What is required
In the entries below, copy out word for word every line from the one containing "Where can the skin" to the one containing "<point>103,214</point>", including both of those lines.

Task inputs

** Start **

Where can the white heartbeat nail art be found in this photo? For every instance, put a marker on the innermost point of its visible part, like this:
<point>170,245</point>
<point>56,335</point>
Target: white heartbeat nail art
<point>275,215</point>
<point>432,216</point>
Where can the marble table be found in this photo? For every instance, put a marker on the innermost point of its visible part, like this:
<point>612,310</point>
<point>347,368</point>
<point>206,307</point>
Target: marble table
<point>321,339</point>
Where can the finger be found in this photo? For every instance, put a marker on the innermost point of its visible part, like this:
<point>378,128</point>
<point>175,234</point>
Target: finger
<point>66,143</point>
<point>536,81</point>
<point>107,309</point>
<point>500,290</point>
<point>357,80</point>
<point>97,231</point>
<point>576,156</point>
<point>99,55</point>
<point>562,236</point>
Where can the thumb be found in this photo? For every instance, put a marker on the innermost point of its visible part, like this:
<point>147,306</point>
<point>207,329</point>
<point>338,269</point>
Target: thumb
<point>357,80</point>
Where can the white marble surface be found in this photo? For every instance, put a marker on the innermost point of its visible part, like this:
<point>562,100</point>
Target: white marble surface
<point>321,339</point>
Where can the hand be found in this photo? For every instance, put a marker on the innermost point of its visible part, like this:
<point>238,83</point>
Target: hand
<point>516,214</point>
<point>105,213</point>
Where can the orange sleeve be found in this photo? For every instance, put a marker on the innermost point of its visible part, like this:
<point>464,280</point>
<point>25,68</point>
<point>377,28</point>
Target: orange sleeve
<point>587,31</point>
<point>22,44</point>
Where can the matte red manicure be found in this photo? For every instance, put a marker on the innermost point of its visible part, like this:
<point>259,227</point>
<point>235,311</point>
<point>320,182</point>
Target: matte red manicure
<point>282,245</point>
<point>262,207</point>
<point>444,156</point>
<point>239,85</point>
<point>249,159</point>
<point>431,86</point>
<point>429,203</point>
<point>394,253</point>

** End **
** Start **

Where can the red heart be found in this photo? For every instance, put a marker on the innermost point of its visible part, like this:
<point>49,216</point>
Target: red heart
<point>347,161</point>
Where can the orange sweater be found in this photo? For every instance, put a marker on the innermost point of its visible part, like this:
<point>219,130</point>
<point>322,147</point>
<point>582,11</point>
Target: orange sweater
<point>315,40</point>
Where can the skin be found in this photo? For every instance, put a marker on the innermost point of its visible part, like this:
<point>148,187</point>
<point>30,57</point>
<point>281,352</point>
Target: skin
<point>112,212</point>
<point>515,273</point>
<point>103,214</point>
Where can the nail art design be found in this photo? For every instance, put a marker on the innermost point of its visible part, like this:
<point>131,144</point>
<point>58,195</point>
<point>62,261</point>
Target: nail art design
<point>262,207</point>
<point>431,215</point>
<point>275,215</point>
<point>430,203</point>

** End **
** Start **

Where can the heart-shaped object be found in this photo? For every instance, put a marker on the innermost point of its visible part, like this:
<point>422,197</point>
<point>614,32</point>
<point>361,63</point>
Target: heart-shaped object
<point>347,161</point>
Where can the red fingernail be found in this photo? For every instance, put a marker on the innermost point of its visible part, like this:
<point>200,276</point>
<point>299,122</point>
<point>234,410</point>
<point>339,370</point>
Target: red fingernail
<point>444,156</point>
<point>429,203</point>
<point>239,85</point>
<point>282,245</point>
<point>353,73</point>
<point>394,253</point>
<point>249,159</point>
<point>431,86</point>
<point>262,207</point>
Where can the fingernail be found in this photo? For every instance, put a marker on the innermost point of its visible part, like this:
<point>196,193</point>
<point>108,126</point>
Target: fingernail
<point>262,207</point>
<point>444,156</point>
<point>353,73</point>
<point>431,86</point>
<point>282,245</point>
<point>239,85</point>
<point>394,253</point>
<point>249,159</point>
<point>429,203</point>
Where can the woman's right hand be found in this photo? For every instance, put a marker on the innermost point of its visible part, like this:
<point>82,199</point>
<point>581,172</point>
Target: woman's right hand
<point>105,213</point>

** End **

Complete answer
Where can the skin be found in this photo? For every instance, put a marker on the innermost point of its visible part, like this:
<point>148,187</point>
<point>30,57</point>
<point>281,352</point>
Target: skin
<point>112,212</point>
<point>515,273</point>
<point>103,214</point>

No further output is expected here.